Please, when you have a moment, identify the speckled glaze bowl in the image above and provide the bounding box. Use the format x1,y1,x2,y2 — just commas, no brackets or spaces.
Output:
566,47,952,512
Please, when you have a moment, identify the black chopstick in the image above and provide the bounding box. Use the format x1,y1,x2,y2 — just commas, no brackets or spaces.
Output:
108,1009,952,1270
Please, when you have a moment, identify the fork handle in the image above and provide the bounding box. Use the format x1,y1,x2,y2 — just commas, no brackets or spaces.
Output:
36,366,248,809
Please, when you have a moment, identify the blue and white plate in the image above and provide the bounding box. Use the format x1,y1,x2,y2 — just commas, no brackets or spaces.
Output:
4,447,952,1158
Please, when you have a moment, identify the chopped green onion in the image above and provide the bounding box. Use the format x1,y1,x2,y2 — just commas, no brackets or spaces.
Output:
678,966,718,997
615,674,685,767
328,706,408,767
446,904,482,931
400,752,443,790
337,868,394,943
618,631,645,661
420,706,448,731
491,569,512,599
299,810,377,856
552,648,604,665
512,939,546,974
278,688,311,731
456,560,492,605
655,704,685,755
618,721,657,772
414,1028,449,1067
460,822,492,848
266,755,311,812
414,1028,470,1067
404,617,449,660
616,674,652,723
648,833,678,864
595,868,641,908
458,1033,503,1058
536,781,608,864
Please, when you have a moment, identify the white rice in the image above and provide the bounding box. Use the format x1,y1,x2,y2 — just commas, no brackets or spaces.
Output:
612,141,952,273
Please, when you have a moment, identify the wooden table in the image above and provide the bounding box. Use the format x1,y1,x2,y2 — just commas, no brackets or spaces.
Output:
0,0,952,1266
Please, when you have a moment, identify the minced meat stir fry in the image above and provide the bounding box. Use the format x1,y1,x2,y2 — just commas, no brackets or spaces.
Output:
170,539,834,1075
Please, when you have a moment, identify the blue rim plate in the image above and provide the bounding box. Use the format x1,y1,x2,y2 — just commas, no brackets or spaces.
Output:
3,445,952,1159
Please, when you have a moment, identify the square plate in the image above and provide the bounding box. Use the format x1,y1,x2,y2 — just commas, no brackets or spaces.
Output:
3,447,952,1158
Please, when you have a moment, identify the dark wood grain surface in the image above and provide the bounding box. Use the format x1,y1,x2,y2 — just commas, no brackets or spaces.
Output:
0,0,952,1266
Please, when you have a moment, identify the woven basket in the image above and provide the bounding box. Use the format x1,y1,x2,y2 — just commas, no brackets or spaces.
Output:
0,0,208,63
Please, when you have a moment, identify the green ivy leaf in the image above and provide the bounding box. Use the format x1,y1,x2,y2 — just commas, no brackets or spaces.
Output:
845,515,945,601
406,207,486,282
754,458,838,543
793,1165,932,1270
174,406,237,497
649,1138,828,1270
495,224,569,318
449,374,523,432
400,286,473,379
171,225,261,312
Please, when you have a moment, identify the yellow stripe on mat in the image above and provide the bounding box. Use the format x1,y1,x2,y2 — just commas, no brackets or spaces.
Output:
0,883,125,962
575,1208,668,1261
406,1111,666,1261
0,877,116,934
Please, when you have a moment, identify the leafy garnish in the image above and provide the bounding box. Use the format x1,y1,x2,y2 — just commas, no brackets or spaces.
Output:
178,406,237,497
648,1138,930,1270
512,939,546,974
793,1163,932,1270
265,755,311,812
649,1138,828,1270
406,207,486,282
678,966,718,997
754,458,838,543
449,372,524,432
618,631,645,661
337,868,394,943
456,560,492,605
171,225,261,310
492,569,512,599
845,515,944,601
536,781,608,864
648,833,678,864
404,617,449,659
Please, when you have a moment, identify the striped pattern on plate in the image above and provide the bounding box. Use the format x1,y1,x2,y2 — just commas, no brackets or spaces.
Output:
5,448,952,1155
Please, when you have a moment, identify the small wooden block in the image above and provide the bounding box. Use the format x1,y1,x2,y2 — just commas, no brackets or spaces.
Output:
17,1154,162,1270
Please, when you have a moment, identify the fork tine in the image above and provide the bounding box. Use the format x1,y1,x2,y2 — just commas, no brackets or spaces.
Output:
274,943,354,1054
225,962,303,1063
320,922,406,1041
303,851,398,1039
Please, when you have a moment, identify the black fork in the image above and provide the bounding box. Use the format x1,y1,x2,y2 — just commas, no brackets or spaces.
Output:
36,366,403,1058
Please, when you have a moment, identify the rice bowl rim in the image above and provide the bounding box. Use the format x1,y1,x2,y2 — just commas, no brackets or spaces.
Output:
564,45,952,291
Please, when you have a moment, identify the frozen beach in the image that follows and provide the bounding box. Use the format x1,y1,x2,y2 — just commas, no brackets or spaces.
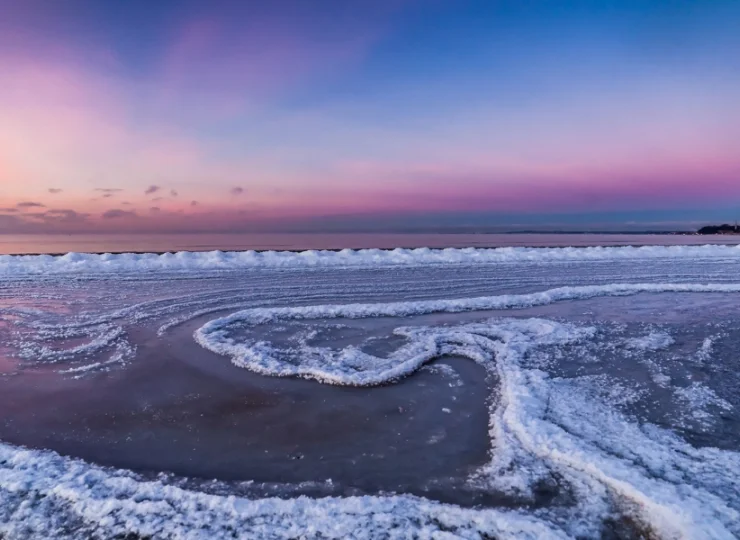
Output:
0,246,740,540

WHAT IS NEEDED:
Beginning at the line that contains "Please, when you have a moment, identify the small", retype each line of the data above through the very last one. Do not retype the pictures.

COMPLETED TASK:
Please, when you have a moment, identify the small wooden block in the image above and provide the bounding box. Use the format x1,y1,x2,y2 — just commas, no brackets or spaces.
Output:
17,1154,162,1270
Please, when you have a moment, identify the fork tine in the image above and provide the bounding box. Use the format x1,y1,x2,y2 — just commas, no brackets or spaces.
Output:
274,943,354,1054
225,962,303,1063
320,922,406,1041
303,851,398,1039
Please, when you have a moment, identify the black fork in the image above and provide the bounding box. Use the format x1,y1,x2,y2 — just commas, no brackets or spaces.
Output:
36,366,403,1058
Please, when you have a moment, identify the rice bowl rim in the image above and provide the bounding box. Use the format x1,y1,x2,y2 — just commas, no brackets or spaces.
Output:
564,45,952,291
Please, when you have a moment, identify the frozen beach in the image that follows and provide the bounding box. Use the format x1,y1,x2,y2 — just commas, no brackets or spaces.
Output:
0,246,740,540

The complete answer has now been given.